▶ **RECORDS PROVIDED**:
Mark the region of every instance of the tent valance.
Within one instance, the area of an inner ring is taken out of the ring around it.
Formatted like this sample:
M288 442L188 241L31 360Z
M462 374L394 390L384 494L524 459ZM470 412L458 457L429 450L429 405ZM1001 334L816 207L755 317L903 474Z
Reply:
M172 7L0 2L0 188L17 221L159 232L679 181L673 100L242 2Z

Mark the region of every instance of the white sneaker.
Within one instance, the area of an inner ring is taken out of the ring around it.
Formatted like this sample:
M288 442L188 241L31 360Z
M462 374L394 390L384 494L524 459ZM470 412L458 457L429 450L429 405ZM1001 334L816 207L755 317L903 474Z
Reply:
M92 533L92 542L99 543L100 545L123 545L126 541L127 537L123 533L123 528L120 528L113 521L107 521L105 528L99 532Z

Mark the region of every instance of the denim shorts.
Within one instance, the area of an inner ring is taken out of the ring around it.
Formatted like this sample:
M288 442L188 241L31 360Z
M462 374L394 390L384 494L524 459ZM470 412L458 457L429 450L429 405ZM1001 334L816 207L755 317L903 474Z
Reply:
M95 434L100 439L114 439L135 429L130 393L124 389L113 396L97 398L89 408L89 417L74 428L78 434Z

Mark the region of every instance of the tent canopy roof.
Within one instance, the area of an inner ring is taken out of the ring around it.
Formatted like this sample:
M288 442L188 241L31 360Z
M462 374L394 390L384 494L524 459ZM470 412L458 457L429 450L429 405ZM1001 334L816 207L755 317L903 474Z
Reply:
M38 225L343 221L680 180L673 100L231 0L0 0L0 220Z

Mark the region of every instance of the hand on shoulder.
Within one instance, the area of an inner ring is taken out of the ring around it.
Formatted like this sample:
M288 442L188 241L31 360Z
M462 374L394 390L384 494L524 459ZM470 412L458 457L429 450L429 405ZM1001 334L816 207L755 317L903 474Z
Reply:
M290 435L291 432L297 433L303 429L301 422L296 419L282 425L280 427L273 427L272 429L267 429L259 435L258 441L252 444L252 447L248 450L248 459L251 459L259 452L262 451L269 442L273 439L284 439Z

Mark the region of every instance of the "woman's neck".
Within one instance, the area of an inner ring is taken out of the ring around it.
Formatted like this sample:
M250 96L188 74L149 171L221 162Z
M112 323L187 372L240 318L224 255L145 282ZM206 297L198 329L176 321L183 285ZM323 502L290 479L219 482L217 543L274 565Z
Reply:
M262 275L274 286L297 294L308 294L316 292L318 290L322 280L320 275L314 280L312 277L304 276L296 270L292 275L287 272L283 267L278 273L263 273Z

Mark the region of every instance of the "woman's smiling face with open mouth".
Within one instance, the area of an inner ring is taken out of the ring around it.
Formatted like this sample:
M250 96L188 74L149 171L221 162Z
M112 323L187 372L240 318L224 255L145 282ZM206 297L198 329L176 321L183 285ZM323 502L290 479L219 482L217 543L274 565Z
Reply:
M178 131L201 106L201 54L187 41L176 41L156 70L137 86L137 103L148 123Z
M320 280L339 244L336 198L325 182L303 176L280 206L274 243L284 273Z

▶ **WORK INSTRUCTIONS**:
Reproduce all of the lines above character for character.

▶ **EXERCISE ANSWER**:
Mark the region of every instance of the tent valance.
Within one instance, the area of an inner ring is taken out of the ring around it.
Formatted like this sample:
M288 442L188 241L31 360Z
M462 374L394 390L384 494L524 459ZM470 412L458 457L429 450L429 405ZM1001 334L816 207L755 317L903 474Z
Reply:
M172 7L0 2L0 188L17 221L159 232L679 181L673 100L242 2Z

Mark the region of every instance of the white sneaker.
Within one instance, the area of an inner ring is taken out of the ring around it.
Formatted like this sample:
M288 442L188 241L31 360Z
M462 374L394 390L384 494L524 459ZM470 412L458 457L429 450L429 405ZM1001 334L816 207L755 317L903 474Z
Reply:
M92 533L92 542L99 543L100 545L123 545L126 541L127 537L123 533L123 528L120 528L113 521L107 521L105 528L99 532Z

Mark the region of every instance of the denim shorts.
Within one instance, the area of an inner ring is taken out of the ring around it.
Formatted like this sample:
M288 442L188 241L31 360Z
M462 374L394 390L384 494L524 459ZM470 412L458 457L429 450L429 405ZM1001 334L816 207L755 317L903 474Z
Reply:
M95 434L100 439L114 439L135 429L130 393L124 389L113 396L97 398L89 408L89 417L74 428L78 434Z

Mark the region of every instance of the tent canopy roof.
Within one instance, the area of an inner ring is taken out of the ring around it.
Formatted like this sample:
M288 442L188 241L31 360Z
M462 374L394 390L384 494L524 459ZM470 412L458 457L429 450L429 405ZM1001 334L816 207L755 317L903 474Z
Reply:
M38 225L343 221L680 180L673 100L231 0L0 0L0 220Z

Mark the region of every instance of the hand on shoulder.
Within one instance, the area of an inner ring is taken out of the ring around it.
Formatted like this sample:
M288 442L188 241L31 360Z
M462 374L394 390L384 494L524 459ZM470 412L458 457L429 450L429 405ZM1001 334L816 207L755 317L903 474Z
Reply:
M290 435L291 432L297 433L303 429L301 422L296 419L282 425L280 427L273 427L272 429L267 429L259 435L258 441L252 444L252 447L248 450L248 459L251 459L259 452L262 451L269 442L273 439L284 439Z

Mark the region of every instance of the "woman's neck".
Within one instance, the area of an inner ring is taken out of the ring around it.
Formatted like this sample:
M250 96L188 74L149 171L221 162Z
M112 323L187 372L240 318L224 255L145 282ZM206 297L198 329L176 321L183 285ZM323 502L290 479L219 482L217 543L274 565Z
Reply:
M262 275L274 286L297 294L308 294L316 292L318 290L322 280L320 275L314 280L312 277L304 276L296 270L292 275L287 272L283 267L278 273L263 273Z

Mark the region of every instance of the "woman's smiling face with open mouth".
Within one instance, the area of an inner ring is taken out of the ring around it.
Formatted like this sample:
M250 96L188 74L149 171L221 162Z
M112 323L187 372L240 318L224 255L145 282ZM206 297L198 329L176 321L183 285ZM323 502L290 479L219 482L217 543L274 565Z
Reply:
M178 131L201 106L201 54L187 41L176 41L156 70L137 86L137 103L148 123Z
M320 280L339 244L336 198L325 182L303 176L280 206L274 243L284 273Z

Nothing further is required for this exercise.